STATED GOAL
Copy everything in the data below exactly except the pictures.

EXTRACTED RECORDS
◇ ◇ ◇ ◇ ◇ ◇ ◇
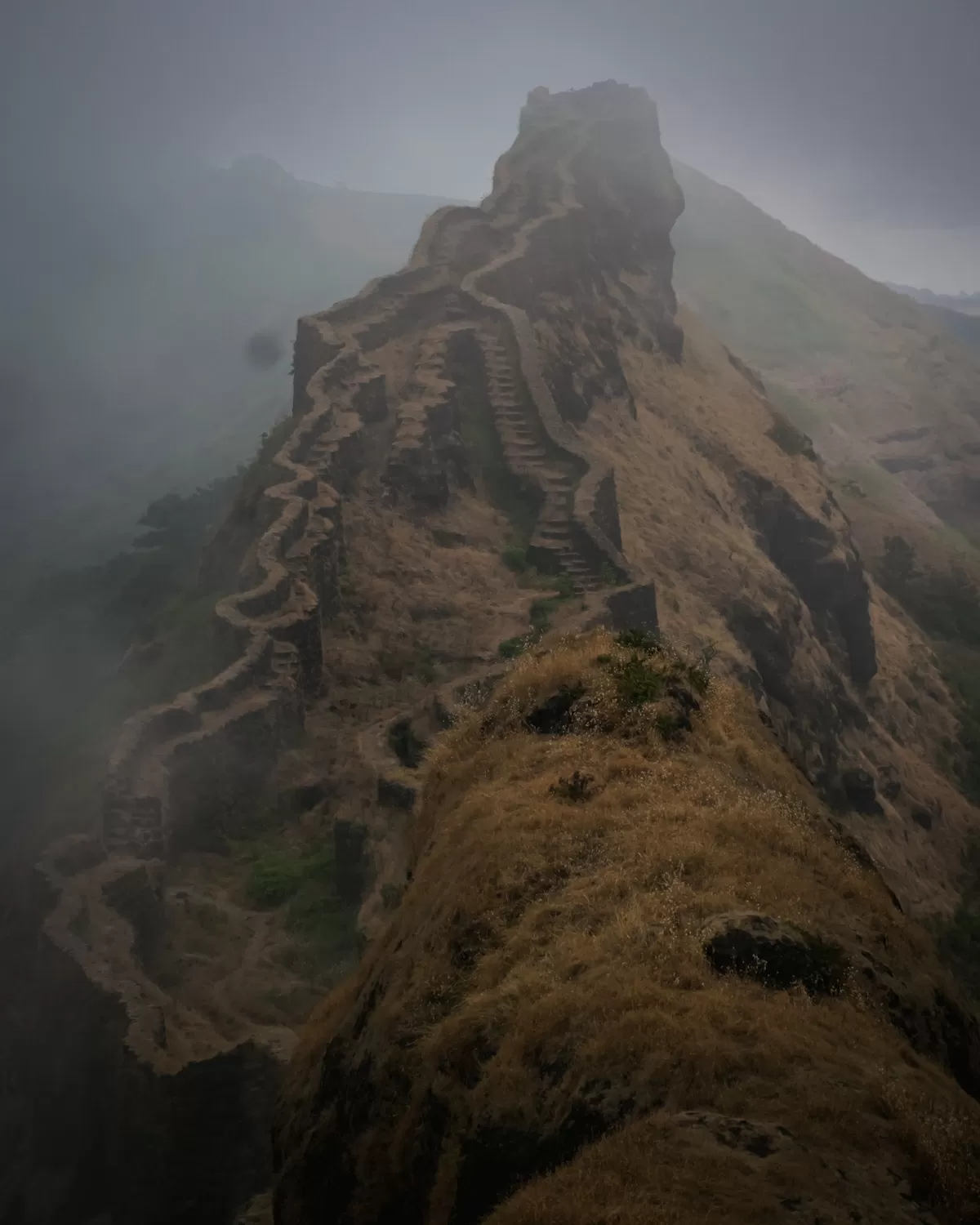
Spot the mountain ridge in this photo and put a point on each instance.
(511, 441)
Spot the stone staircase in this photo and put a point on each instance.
(532, 456)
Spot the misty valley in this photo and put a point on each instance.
(489, 700)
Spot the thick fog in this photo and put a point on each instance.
(140, 256)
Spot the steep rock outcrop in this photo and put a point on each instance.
(522, 386)
(551, 1024)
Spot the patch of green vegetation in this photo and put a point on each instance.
(316, 914)
(639, 639)
(958, 940)
(425, 666)
(801, 414)
(514, 647)
(946, 605)
(408, 747)
(789, 440)
(960, 946)
(637, 680)
(752, 279)
(575, 789)
(541, 612)
(277, 876)
(700, 670)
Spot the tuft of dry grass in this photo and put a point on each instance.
(546, 960)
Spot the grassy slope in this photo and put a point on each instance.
(848, 357)
(149, 390)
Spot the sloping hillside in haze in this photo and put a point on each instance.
(889, 396)
(963, 303)
(511, 445)
(125, 310)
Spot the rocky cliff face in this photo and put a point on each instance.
(523, 396)
(634, 974)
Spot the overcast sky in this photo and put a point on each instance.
(854, 120)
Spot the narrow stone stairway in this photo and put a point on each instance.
(527, 456)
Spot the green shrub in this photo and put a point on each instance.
(277, 876)
(576, 788)
(514, 647)
(637, 683)
(960, 946)
(639, 639)
(406, 745)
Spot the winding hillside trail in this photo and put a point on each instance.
(376, 399)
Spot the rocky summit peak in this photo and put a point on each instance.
(514, 433)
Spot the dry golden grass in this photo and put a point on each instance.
(685, 526)
(550, 953)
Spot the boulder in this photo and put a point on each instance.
(774, 953)
(862, 791)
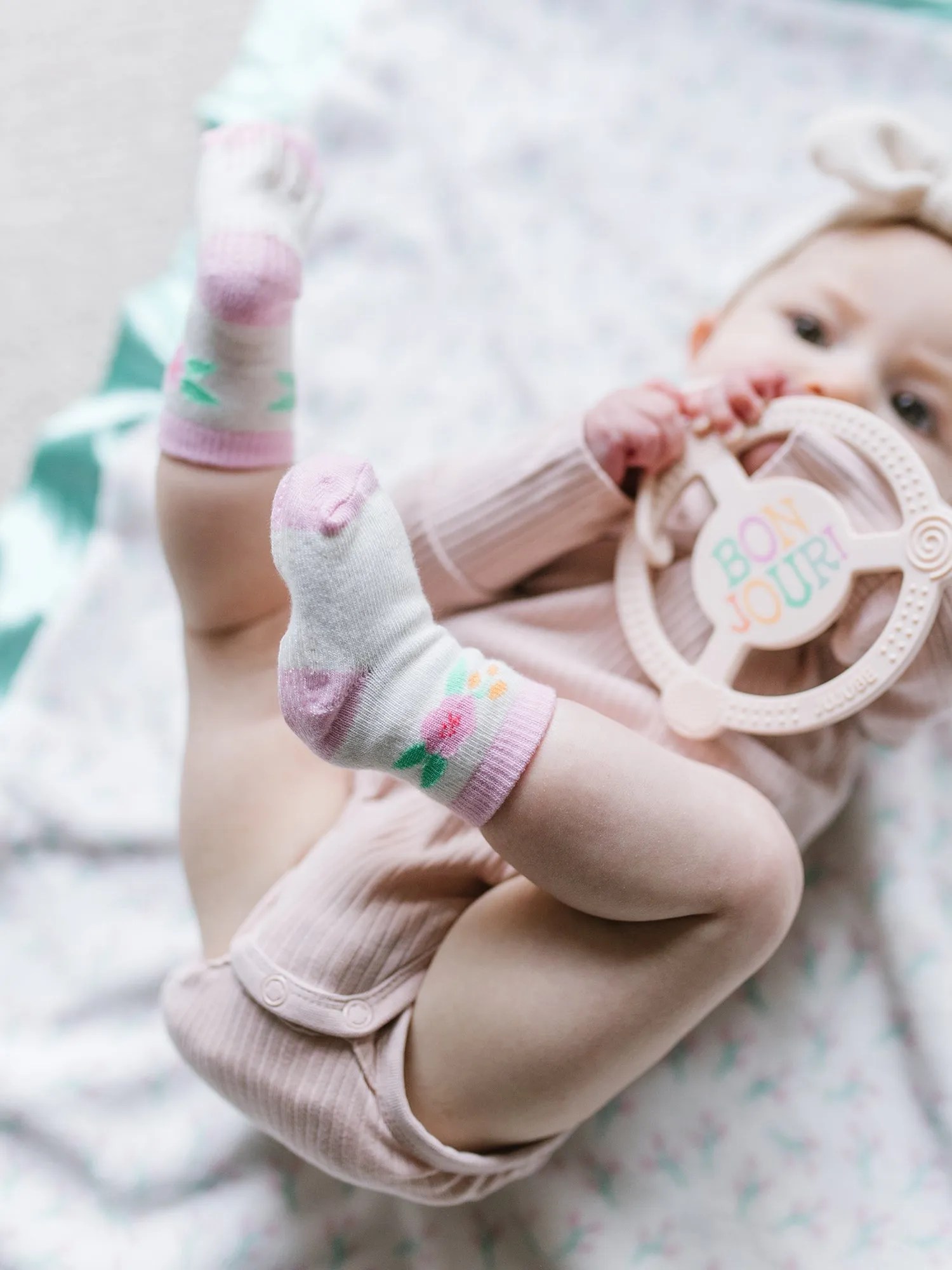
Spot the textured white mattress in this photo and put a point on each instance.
(526, 208)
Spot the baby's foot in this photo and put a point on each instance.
(258, 192)
(366, 676)
(230, 389)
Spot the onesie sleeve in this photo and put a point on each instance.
(926, 688)
(479, 526)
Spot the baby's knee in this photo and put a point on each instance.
(765, 886)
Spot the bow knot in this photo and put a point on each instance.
(896, 167)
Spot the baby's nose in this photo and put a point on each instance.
(846, 383)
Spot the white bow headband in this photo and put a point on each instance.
(897, 168)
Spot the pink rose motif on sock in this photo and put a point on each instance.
(445, 730)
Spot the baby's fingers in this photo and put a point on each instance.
(668, 444)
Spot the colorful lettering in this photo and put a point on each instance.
(769, 539)
(817, 553)
(805, 589)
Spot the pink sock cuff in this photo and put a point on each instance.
(507, 759)
(248, 279)
(219, 448)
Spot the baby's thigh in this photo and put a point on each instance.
(255, 799)
(303, 1024)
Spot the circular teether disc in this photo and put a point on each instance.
(774, 567)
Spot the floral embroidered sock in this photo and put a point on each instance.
(366, 676)
(230, 389)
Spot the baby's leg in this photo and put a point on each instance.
(652, 886)
(253, 797)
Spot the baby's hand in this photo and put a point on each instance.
(638, 429)
(738, 399)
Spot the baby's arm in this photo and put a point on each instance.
(925, 690)
(479, 526)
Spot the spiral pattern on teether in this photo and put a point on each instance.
(930, 544)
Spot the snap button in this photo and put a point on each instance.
(357, 1014)
(275, 991)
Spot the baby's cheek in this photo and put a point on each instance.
(758, 455)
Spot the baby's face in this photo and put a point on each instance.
(863, 316)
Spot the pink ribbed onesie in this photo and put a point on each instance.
(303, 1026)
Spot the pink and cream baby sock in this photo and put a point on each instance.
(367, 679)
(230, 389)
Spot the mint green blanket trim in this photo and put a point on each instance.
(135, 364)
(290, 50)
(46, 528)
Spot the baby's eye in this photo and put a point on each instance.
(810, 330)
(915, 412)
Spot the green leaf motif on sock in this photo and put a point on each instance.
(432, 770)
(191, 388)
(290, 399)
(458, 679)
(413, 756)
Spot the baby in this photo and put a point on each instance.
(458, 885)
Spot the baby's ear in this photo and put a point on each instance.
(701, 332)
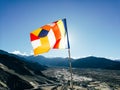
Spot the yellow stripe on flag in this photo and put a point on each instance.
(37, 31)
(45, 46)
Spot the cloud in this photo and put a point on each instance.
(19, 53)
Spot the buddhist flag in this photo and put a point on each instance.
(50, 36)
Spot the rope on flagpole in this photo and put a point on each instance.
(70, 68)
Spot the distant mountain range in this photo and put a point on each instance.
(24, 72)
(88, 62)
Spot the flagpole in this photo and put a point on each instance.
(70, 68)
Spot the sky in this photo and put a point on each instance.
(93, 25)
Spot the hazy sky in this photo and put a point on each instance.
(93, 25)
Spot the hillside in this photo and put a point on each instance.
(18, 74)
(88, 62)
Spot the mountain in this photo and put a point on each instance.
(96, 62)
(88, 62)
(58, 61)
(16, 73)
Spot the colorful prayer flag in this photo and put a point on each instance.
(50, 36)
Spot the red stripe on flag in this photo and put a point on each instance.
(56, 46)
(57, 32)
(33, 37)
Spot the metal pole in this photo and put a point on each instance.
(71, 81)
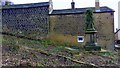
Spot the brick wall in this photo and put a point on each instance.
(31, 22)
(73, 24)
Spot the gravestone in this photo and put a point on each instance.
(91, 32)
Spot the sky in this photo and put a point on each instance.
(64, 4)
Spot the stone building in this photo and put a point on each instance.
(40, 19)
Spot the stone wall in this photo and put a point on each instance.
(74, 24)
(30, 22)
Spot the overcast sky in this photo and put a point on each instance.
(64, 4)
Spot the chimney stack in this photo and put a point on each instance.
(73, 4)
(50, 6)
(97, 6)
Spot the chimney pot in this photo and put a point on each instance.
(73, 4)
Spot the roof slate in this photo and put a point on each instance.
(26, 5)
(80, 10)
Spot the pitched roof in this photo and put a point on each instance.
(26, 5)
(80, 10)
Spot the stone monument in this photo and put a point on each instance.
(90, 31)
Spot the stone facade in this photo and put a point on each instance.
(74, 24)
(34, 20)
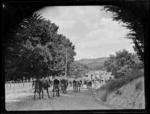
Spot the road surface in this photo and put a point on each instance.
(22, 99)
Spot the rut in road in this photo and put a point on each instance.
(69, 101)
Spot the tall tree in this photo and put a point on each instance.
(36, 49)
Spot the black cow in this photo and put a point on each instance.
(89, 84)
(76, 85)
(64, 85)
(56, 87)
(40, 85)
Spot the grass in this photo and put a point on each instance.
(138, 86)
(115, 84)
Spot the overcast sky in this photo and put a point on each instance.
(91, 29)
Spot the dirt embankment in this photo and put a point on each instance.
(130, 96)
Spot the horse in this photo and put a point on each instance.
(56, 87)
(40, 85)
(64, 85)
(76, 85)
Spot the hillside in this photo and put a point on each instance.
(93, 64)
(130, 96)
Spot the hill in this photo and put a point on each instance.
(129, 96)
(93, 64)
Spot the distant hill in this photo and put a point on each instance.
(93, 64)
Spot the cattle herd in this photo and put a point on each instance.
(57, 85)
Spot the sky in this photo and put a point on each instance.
(90, 28)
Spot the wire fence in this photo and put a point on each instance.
(17, 85)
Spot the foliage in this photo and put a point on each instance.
(137, 24)
(115, 84)
(77, 69)
(122, 63)
(35, 49)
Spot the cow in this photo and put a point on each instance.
(40, 85)
(76, 85)
(89, 84)
(64, 85)
(56, 83)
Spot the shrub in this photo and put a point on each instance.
(138, 86)
(115, 84)
(104, 97)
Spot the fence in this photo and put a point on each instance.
(17, 85)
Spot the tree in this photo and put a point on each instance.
(136, 18)
(120, 64)
(36, 49)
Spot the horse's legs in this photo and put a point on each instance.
(48, 93)
(42, 92)
(34, 93)
(53, 92)
(39, 93)
(58, 92)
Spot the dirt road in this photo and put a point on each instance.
(23, 100)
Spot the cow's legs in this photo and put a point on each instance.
(58, 92)
(53, 92)
(42, 92)
(48, 93)
(39, 93)
(34, 93)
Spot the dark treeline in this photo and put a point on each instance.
(35, 49)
◇ ◇ ◇ ◇ ◇ ◇ ◇
EXERCISE OUTPUT
Spot the mountain ridge in this photo and put a point on each instance.
(511, 441)
Spot the stone staircase in this photo and put a point on each instance.
(532, 456)
Spot the misty valley in this photo and put a point on each instance.
(489, 700)
Spot the thick fog in this photo and put a point on each instance.
(140, 256)
Spot the steep rock outcrop in this photo and put a point on each instance.
(522, 386)
(551, 1024)
Spot the patch of green vegetation in this photo and put a point on each instance.
(316, 914)
(639, 639)
(958, 940)
(425, 666)
(801, 414)
(514, 647)
(946, 605)
(408, 747)
(789, 440)
(960, 946)
(637, 680)
(752, 279)
(575, 789)
(541, 612)
(277, 876)
(700, 670)
Spot the tuft of dry grass in this photo and put a point on each instance.
(546, 960)
Spot the grassy slope in this photo and put a point on each instance.
(848, 357)
(149, 390)
Spot the sloping hillside in haze in this photo and put a point on each instance.
(889, 396)
(963, 303)
(511, 445)
(125, 310)
Spot the rocky cliff face in this photo and put a point on each instance.
(523, 396)
(634, 974)
Spot the overcast sky in this photo and put a point on each instance.
(854, 120)
Spot the narrow stone stairway in this photo and put a point on each instance.
(527, 456)
Spot the green shrub in this photo and put a point on each instance.
(277, 876)
(576, 788)
(514, 647)
(637, 683)
(960, 946)
(639, 639)
(406, 745)
Spot the winding hillside trail in this photo and put a point on each instance.
(376, 399)
Spot the rocky summit peak in this photo and put a point on each instance.
(514, 433)
Spot the dry golden grass in this photo and put a point on each instance.
(685, 526)
(550, 953)
Spot the boulder in this photo and put a point on each instance.
(774, 953)
(862, 791)
Spot the textured white mattress in this photo and put a point on each instance.
(526, 208)
Spot the baby's foot in this photo and put a point on each instance.
(258, 192)
(366, 676)
(230, 389)
Spot the onesie sleeve in this photo and put a point on each instance.
(926, 688)
(479, 526)
Spot the baby's knee in this photo and put a point on each instance.
(765, 886)
Spot the bow knot in this photo and put a point on each instance.
(896, 167)
Spot the baby's nose in this photo and put a point on each instance.
(846, 383)
Spot the white bow headband in this photo and put a point on each instance.
(897, 168)
Spot the pink rose motif on sock in this photo and put a point on each instance.
(445, 730)
Spot the baby's fingers in this photo and put a point on each instance.
(668, 444)
Spot the colorful lettering in this photo and put a point on each instance.
(769, 539)
(817, 553)
(805, 589)
Spot the pink sock cuff in this photo and put a point on each instance.
(507, 759)
(248, 279)
(219, 448)
Spot the baby's thigh in this photo and put a point on each instance.
(255, 799)
(303, 1024)
Spot the circular teether disc in this photo and put a point on each instance.
(774, 567)
Spot the floral embroidered sock in this photo and put a point on each instance.
(366, 676)
(230, 389)
Spot the baby's leg in this photo and put a point on each instance.
(652, 886)
(253, 797)
Spot the baby's hand in this photo and put a point on each instance.
(638, 429)
(738, 399)
Spot the baby's arm in this photo and put a point on each instance.
(925, 690)
(479, 526)
Spot the spiral pattern on teether in this photo and put a point on each instance.
(930, 544)
Spot the snap button in this photo and put a point on each instance.
(357, 1014)
(275, 991)
Spot the baby's cheek in this photo and put a point on each instance.
(758, 455)
Spot the baby's face in this photo and put a point on each instance.
(863, 316)
Spot the pink ribbed onesie in this photo and put a point on each instance.
(303, 1026)
Spot the pink and cream baby sock in this photo and put a point on each instance.
(367, 679)
(230, 389)
Spot the mint green blanket trim in this photo and put a point on each instance.
(135, 364)
(290, 50)
(46, 528)
Spot the baby's eye in this photo and put a point on each instance.
(810, 330)
(915, 412)
Spot the green leaf motif on sock in this photo and put a point on each instance.
(432, 770)
(191, 388)
(290, 399)
(458, 679)
(413, 756)
Spot the baby in this photo and put a point on each instance.
(458, 885)
Spot the baby's ear in this photo and put a point on each instance.
(701, 332)
Spot the yellow stripe on flag in this photo and put a point on each instance.
(37, 31)
(45, 46)
Spot the cloud in this photo and put a point on each instance.
(19, 53)
Spot the buddhist flag in this photo and put a point on each instance.
(50, 36)
Spot the rope on flagpole in this photo and put a point on each instance.
(70, 68)
Spot the distant mountain range in this photo and put a point on each instance.
(24, 72)
(88, 62)
Spot the flagpole in this photo and put a point on each instance.
(70, 68)
Spot the sky in this photo and put a point on each instance.
(93, 25)
Spot the hazy sky in this photo and put a point on each instance.
(93, 25)
Spot the hillside in this photo and put a point on each instance.
(18, 74)
(88, 62)
Spot the mountain in this photo and put a point on each instance.
(96, 62)
(88, 62)
(58, 61)
(16, 73)
Spot the colorful prayer flag in this photo and put a point on each instance.
(50, 36)
Spot the red stripe on flag in this photo and put a point on each instance.
(56, 46)
(57, 32)
(33, 37)
Spot the metal pole in this photo and put a point on each instance.
(71, 81)
Spot the brick wall in this photo and put a point on each instance.
(31, 22)
(73, 24)
Spot the gravestone in this photo and put a point on each instance.
(91, 32)
Spot the sky in this photo and put a point on each instance.
(64, 4)
Spot the stone building in this photo and put a point on each instance.
(40, 19)
Spot the stone wall in this photo and put a point on each instance.
(74, 24)
(30, 22)
Spot the overcast sky in this photo and put a point on each instance.
(64, 4)
Spot the chimney stack in this photo and put a point on each instance.
(73, 4)
(50, 6)
(97, 6)
Spot the chimney pot in this photo and put a point on each instance.
(73, 4)
Spot the roof slate in this photo and put a point on each instance.
(26, 5)
(80, 10)
Spot the pitched roof in this photo and put a point on each instance.
(26, 5)
(80, 10)
Spot the stone monument in this photo and put a point on each instance.
(90, 31)
Spot the stone facade in this photo and put a point on each instance.
(74, 24)
(34, 20)
Spot the road surface in this photo and put a point on each instance.
(22, 99)
Spot the rut in road in this photo and put a point on each instance.
(69, 101)
Spot the tall tree in this photo and put a point on each instance.
(36, 49)
Spot the black cow in this photo and put a point on each instance.
(89, 84)
(76, 85)
(64, 85)
(56, 87)
(40, 85)
Spot the grass in this photo and put a point on each instance.
(138, 86)
(115, 84)
Spot the overcast sky in this photo and put a point on each instance.
(91, 29)
Spot the dirt embankment in this photo and put a point on each instance.
(130, 96)
Spot the horse in this photo and put a point on each instance.
(56, 87)
(40, 85)
(64, 85)
(76, 85)
Spot the hillside in this photo and put a point on each instance.
(93, 64)
(130, 96)
Spot the hill in this photo and put a point on each instance.
(129, 96)
(93, 64)
Spot the distant hill in this photo and put a point on each instance.
(93, 64)
Spot the cattle herd in this photo and put a point on each instance.
(57, 85)
Spot the sky in this photo and put a point on each instance.
(90, 28)
Spot the wire fence in this photo and put a point on each instance.
(17, 85)
Spot the foliage in this photo and put a point on each instance.
(137, 24)
(115, 84)
(77, 69)
(122, 63)
(35, 49)
Spot the cow in this photo and put a point on each instance.
(40, 85)
(76, 85)
(89, 84)
(64, 85)
(56, 83)
Spot the shrub in this photo and put a point on each instance.
(138, 86)
(115, 84)
(104, 97)
Spot the fence in this photo and put a point on each instance.
(17, 85)
Spot the tree in this photo and put a point on each instance.
(136, 18)
(120, 64)
(36, 49)
Spot the horse's legs in this photo and put a point on each instance.
(48, 93)
(42, 92)
(34, 93)
(53, 92)
(39, 93)
(58, 92)
Spot the dirt road in this photo and put a point on each instance.
(23, 100)
Spot the cow's legs in this photo and put a point on each instance.
(58, 92)
(53, 92)
(42, 92)
(48, 93)
(39, 93)
(34, 93)
Spot the dark treeline in this photo and put a point on each instance.
(35, 49)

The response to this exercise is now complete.